The request: Render the data below as a numbered list, omitting any blank lines.

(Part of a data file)
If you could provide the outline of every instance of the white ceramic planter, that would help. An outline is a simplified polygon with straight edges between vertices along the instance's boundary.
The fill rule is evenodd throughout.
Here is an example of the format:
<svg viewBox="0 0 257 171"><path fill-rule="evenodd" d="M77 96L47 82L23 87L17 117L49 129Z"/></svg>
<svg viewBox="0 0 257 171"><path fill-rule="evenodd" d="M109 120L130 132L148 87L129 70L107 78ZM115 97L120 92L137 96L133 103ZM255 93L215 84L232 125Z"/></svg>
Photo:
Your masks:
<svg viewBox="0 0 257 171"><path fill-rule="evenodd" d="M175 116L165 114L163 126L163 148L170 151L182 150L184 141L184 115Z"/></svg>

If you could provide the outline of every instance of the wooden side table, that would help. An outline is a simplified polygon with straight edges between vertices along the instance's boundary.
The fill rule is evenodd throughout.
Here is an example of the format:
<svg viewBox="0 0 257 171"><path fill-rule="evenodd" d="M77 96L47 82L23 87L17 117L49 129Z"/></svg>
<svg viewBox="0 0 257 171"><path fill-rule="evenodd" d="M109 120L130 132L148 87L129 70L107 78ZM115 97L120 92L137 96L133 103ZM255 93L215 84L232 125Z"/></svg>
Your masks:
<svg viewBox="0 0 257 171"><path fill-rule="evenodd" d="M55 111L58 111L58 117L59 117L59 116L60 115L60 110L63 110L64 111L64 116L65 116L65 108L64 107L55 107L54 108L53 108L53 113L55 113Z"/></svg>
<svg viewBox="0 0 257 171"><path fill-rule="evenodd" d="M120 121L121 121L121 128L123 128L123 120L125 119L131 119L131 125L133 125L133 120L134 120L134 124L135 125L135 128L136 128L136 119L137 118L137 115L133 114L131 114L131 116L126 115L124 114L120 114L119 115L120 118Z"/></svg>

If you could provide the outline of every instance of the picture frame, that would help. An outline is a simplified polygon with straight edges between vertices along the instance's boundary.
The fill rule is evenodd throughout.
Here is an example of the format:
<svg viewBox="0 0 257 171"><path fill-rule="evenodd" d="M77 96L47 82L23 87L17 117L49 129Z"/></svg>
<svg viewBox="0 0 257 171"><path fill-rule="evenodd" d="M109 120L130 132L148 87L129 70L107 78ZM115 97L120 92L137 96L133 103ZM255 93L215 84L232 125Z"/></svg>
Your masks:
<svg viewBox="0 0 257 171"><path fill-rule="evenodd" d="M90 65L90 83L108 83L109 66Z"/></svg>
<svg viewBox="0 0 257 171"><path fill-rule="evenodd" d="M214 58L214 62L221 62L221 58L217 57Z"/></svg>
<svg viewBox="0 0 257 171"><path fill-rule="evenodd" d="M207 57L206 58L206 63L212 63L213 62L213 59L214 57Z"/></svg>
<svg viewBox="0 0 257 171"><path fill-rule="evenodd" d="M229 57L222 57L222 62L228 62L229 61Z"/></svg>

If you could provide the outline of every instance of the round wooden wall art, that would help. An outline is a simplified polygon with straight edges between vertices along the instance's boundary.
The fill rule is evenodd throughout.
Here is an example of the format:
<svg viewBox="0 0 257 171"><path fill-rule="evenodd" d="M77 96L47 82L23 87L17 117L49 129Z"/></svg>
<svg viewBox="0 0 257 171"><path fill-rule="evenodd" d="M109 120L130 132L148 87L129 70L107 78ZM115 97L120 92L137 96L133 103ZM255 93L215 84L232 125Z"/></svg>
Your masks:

Full solution:
1. If you could provide the outline of every instance of the white ceramic planter, that would help. An outline is a simplified polygon with straight edges between vertices along the instance's boundary.
2. The fill rule is evenodd throughout.
3. Here is an example of the format:
4. <svg viewBox="0 0 257 171"><path fill-rule="evenodd" d="M77 96L47 82L23 87L17 117L49 129Z"/></svg>
5. <svg viewBox="0 0 257 171"><path fill-rule="evenodd" d="M109 120L130 132L148 87L129 70L107 78ZM115 97L120 92L137 96L133 103ZM255 93L215 84L232 125Z"/></svg>
6. Photo:
7. Your masks:
8. <svg viewBox="0 0 257 171"><path fill-rule="evenodd" d="M175 116L165 114L163 126L163 148L170 151L182 150L184 141L184 115Z"/></svg>
9. If you could provide the outline of every instance of the wooden side table, that would help. An outline is a simplified polygon with straight edges between vertices along the instance's boundary.
10. The fill rule is evenodd throughout.
11. Here is an example of the format:
12. <svg viewBox="0 0 257 171"><path fill-rule="evenodd" d="M77 96L47 82L23 87L17 117L49 129Z"/></svg>
13. <svg viewBox="0 0 257 171"><path fill-rule="evenodd" d="M109 120L130 132L148 87L129 70L107 78ZM115 97L120 92L137 96L133 103ZM255 93L215 84L232 125Z"/></svg>
14. Your masks:
15. <svg viewBox="0 0 257 171"><path fill-rule="evenodd" d="M55 111L58 111L58 117L59 117L59 116L60 115L60 110L63 110L64 111L64 116L65 116L65 108L64 107L55 107L54 108L53 108L53 113L55 113Z"/></svg>
16. <svg viewBox="0 0 257 171"><path fill-rule="evenodd" d="M120 121L121 121L121 128L123 128L123 120L125 119L131 119L131 125L133 125L133 120L134 120L134 124L135 125L135 128L136 128L136 119L137 118L137 115L133 114L131 114L131 116L126 115L124 114L120 114L119 115L120 118Z"/></svg>
17. If you could provide the outline of every instance of the picture frame, that would help. An outline is a simplified polygon with straight edges between vertices along the instance's boundary.
18. The fill rule is evenodd throughout.
19. Here is an example of the format:
20. <svg viewBox="0 0 257 171"><path fill-rule="evenodd" d="M77 96L47 82L23 87L17 117L49 129Z"/></svg>
21. <svg viewBox="0 0 257 171"><path fill-rule="evenodd" d="M109 120L130 132L148 87L129 70L107 78ZM115 97L120 92L137 96L133 103ZM255 93L215 84L232 125Z"/></svg>
22. Your masks:
23. <svg viewBox="0 0 257 171"><path fill-rule="evenodd" d="M90 65L90 83L108 83L109 66Z"/></svg>
24. <svg viewBox="0 0 257 171"><path fill-rule="evenodd" d="M214 58L214 62L221 62L221 58L217 57Z"/></svg>
25. <svg viewBox="0 0 257 171"><path fill-rule="evenodd" d="M207 57L206 58L206 63L212 63L213 62L213 59L214 57Z"/></svg>
26. <svg viewBox="0 0 257 171"><path fill-rule="evenodd" d="M229 57L222 57L222 62L228 62L229 61Z"/></svg>
27. If you could provide the outline of every instance of the round wooden wall art, that would help. An outline is a simplified polygon with straight edges between vertices along the instance's boundary.
28. The fill rule is evenodd throughout.
29. Here is an example of the format:
30. <svg viewBox="0 0 257 171"><path fill-rule="evenodd" d="M77 96L47 82L23 87L17 117L49 129Z"/></svg>
31. <svg viewBox="0 0 257 171"><path fill-rule="evenodd" d="M109 120L130 132L148 87L129 70L107 78ZM115 97L120 92L137 96L133 103ZM255 93L215 84L232 125Z"/></svg>
32. Your masks:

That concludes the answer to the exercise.